→ **Goal of the exercise**: Switch "purple" to "violet" in the items from the first line through the line holding "[841,305,971,371]", inclusive, and give back only those lines, otherwise unchanged.

→ **Records to process**:
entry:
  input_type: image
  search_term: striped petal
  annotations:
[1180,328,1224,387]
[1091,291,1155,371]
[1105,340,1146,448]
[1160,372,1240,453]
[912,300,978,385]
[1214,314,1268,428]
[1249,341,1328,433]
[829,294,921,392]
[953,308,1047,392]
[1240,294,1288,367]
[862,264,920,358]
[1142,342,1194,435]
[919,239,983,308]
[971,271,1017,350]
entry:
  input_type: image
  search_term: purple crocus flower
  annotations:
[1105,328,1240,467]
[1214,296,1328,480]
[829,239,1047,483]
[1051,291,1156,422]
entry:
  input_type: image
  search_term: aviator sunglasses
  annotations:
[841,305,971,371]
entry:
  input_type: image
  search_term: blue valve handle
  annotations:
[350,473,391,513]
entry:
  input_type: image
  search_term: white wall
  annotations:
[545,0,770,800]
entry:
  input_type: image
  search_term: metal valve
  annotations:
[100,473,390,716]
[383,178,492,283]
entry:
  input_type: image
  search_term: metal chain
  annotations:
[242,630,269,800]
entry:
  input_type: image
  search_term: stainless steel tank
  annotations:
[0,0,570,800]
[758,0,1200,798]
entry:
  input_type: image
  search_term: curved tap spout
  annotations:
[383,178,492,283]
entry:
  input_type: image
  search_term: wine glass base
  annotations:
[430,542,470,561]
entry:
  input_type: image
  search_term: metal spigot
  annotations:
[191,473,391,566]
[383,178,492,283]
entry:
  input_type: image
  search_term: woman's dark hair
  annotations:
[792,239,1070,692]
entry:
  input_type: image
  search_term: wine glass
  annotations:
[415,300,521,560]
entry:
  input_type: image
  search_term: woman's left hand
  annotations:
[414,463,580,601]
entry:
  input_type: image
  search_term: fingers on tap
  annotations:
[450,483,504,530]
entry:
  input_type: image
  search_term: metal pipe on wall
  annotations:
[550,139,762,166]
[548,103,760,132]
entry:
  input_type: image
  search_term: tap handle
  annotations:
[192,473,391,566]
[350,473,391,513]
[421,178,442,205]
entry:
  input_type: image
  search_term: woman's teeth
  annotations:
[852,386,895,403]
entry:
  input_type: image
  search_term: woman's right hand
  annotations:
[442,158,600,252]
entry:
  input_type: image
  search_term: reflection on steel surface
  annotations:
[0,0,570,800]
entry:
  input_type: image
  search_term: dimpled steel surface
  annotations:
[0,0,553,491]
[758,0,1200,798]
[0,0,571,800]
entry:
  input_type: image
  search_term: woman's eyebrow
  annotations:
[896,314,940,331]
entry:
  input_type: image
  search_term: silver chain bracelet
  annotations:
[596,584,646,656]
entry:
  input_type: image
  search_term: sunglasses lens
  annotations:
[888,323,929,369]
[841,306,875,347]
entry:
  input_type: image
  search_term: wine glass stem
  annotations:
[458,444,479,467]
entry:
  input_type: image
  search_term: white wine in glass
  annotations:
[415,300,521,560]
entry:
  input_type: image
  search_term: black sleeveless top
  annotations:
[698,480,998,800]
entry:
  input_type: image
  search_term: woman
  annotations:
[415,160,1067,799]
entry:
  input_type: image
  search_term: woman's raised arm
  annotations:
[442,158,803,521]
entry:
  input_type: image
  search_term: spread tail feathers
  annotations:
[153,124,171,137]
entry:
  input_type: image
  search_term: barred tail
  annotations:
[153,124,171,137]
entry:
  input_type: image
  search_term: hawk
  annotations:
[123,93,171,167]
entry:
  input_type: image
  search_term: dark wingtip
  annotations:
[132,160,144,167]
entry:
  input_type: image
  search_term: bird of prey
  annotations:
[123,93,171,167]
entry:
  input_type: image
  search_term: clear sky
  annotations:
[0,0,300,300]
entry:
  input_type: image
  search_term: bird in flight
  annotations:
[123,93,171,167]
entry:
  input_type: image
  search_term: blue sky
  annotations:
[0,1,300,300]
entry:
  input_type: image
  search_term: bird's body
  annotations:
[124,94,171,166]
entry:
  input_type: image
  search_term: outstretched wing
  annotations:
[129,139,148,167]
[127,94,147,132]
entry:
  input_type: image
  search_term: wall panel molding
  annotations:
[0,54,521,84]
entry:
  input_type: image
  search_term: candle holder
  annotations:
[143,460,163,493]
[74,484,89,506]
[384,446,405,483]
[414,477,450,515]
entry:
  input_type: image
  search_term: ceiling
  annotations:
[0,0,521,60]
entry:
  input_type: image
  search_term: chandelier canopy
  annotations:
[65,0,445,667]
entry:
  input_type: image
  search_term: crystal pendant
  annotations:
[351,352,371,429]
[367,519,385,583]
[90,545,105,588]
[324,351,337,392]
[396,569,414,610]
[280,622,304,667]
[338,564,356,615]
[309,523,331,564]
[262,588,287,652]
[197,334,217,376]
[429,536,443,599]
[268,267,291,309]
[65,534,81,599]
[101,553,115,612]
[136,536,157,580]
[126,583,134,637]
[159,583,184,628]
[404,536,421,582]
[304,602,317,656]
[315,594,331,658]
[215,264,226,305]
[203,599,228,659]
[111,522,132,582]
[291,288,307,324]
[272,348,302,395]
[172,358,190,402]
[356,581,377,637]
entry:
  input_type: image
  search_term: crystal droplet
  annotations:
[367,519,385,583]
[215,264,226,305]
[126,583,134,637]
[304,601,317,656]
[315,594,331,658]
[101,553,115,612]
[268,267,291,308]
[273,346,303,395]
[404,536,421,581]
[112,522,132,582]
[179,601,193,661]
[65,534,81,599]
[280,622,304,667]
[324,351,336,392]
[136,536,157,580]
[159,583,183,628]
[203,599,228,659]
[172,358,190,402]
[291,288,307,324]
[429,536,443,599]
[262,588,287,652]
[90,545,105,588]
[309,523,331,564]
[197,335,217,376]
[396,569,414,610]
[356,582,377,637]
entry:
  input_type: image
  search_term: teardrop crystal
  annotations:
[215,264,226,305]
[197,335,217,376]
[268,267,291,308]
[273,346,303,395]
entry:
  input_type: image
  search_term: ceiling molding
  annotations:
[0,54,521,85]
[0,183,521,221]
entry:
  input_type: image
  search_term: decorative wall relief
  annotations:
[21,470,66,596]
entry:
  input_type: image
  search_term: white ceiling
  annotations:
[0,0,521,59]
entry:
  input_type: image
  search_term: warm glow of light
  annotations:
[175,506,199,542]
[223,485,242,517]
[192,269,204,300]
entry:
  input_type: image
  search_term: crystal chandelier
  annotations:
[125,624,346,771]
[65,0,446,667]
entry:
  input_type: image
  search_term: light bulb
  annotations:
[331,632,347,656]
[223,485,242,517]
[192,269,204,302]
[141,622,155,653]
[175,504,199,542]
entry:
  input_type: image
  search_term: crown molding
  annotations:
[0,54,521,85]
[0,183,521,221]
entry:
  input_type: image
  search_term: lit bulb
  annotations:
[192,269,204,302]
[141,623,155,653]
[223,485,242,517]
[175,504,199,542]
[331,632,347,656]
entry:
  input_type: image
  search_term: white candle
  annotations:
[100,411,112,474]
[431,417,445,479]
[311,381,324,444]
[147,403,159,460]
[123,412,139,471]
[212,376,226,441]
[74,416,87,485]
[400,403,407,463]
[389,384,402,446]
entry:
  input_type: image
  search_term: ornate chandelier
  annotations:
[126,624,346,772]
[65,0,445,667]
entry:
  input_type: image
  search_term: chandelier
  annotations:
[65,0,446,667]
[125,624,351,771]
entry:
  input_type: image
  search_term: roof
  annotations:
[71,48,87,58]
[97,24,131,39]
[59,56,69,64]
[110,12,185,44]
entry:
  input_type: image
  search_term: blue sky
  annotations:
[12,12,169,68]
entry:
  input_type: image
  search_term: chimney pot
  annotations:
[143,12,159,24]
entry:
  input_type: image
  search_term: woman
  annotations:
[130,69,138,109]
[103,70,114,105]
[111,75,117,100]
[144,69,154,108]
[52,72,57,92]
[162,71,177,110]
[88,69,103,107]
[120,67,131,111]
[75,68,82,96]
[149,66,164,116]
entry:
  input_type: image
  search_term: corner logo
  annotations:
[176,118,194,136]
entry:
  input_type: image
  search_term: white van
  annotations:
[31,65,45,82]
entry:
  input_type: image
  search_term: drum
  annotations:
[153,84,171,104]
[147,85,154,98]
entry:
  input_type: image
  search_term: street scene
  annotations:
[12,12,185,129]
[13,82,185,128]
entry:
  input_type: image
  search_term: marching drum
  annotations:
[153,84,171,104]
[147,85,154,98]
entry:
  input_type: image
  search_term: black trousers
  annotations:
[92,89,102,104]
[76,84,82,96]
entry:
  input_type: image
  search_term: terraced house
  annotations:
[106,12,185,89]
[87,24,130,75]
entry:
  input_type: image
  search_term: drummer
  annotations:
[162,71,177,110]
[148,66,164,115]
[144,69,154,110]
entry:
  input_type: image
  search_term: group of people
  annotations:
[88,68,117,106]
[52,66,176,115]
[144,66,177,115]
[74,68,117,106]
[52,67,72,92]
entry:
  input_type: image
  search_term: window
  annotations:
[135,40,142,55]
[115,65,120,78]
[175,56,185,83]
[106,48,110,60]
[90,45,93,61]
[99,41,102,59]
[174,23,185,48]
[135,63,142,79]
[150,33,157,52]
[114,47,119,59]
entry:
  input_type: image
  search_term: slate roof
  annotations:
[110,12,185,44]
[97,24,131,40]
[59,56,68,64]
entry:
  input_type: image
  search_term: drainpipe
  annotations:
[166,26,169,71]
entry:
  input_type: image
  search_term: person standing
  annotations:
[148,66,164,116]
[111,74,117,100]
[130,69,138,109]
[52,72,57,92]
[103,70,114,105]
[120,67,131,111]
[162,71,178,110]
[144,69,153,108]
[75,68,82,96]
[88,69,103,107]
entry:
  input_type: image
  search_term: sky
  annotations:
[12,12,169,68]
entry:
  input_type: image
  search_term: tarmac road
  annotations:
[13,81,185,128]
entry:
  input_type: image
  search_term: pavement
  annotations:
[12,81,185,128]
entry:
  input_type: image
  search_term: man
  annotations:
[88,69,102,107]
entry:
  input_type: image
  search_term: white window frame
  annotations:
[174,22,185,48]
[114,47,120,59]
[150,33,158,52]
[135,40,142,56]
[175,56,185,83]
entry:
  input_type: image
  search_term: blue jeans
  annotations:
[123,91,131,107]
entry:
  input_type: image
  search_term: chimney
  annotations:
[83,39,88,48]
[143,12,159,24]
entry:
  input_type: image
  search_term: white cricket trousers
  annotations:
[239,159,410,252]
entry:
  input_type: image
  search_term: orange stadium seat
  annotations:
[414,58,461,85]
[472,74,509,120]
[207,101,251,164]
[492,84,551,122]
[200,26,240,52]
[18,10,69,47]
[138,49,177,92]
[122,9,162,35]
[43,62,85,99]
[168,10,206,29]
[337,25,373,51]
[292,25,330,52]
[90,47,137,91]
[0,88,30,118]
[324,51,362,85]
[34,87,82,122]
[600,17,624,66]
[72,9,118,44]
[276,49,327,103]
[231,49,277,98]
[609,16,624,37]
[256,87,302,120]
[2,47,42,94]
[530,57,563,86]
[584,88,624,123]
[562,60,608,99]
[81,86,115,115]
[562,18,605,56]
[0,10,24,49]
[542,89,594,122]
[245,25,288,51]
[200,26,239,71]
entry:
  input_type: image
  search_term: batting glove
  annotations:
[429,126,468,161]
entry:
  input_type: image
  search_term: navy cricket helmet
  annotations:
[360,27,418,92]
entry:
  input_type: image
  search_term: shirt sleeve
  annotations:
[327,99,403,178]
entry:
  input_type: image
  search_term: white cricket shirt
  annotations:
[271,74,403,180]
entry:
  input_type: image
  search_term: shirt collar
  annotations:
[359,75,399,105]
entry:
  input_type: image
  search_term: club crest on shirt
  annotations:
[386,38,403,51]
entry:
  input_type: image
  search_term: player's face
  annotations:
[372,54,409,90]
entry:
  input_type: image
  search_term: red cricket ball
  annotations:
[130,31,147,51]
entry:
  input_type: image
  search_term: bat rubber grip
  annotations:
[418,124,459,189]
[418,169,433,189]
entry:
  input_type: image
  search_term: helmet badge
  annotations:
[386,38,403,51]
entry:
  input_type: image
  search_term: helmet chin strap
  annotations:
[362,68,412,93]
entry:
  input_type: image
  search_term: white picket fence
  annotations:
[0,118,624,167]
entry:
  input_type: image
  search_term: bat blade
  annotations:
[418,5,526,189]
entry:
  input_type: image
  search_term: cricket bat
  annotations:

→ **Response to this exercise**:
entry:
  input_type: image
  search_term: striped petal
  annotations:
[1180,328,1224,387]
[1091,291,1155,371]
[1105,340,1146,448]
[1160,372,1240,453]
[912,300,978,385]
[1214,314,1268,428]
[1249,341,1328,433]
[829,294,921,392]
[953,308,1047,392]
[1240,294,1288,367]
[862,264,920,358]
[1142,342,1194,435]
[919,239,983,308]
[971,271,1017,350]
entry:
  input_type: image
  search_term: violet crocus flower
  annotations:
[1105,328,1240,467]
[1214,296,1328,480]
[829,239,1047,483]
[1051,291,1156,422]
entry:
  input_type: image
  search_term: aviator sunglasses
  annotations:
[841,305,971,371]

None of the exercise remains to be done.